Work instruction>
A stretch of the entries below is to be set down exactly, running from the line with "Target: white sock" through the line with "of the black", both included, and no other line.

········

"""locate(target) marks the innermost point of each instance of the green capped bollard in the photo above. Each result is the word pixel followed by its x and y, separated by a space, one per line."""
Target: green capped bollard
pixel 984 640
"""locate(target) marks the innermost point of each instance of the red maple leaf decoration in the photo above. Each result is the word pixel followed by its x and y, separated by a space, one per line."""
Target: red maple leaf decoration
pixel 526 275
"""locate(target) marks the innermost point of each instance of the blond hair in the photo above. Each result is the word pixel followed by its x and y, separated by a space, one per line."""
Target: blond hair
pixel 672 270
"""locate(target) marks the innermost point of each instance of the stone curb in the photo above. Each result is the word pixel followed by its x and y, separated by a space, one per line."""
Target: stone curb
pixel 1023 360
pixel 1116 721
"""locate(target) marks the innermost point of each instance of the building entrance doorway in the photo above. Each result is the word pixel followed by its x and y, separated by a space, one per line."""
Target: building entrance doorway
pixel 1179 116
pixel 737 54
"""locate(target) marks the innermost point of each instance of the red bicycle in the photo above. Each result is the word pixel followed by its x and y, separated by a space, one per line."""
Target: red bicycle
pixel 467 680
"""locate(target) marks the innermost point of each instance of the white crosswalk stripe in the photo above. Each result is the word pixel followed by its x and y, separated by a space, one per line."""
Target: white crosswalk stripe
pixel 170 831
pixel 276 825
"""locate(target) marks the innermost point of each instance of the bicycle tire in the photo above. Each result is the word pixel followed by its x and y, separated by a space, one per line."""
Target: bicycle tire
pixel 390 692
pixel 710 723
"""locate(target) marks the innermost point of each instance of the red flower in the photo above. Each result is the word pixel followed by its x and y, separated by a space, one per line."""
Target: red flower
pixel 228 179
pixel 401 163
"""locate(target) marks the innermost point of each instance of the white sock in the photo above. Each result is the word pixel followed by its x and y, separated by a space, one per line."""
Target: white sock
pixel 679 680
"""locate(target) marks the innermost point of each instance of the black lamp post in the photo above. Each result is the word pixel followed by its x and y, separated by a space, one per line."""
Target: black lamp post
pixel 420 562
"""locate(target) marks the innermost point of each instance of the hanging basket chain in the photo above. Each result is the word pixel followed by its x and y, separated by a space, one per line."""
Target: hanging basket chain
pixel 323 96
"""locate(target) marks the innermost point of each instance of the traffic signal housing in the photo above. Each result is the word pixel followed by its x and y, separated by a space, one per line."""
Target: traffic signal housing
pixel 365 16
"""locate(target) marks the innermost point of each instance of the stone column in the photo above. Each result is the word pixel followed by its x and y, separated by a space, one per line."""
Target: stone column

········

Answer area>
Target: white sock
pixel 679 680
"""locate(target) marks the innermost point of each instance of the black lamp post in the photo above. Each result is the word pixel followed by its x and y, separated by a space, one per line."""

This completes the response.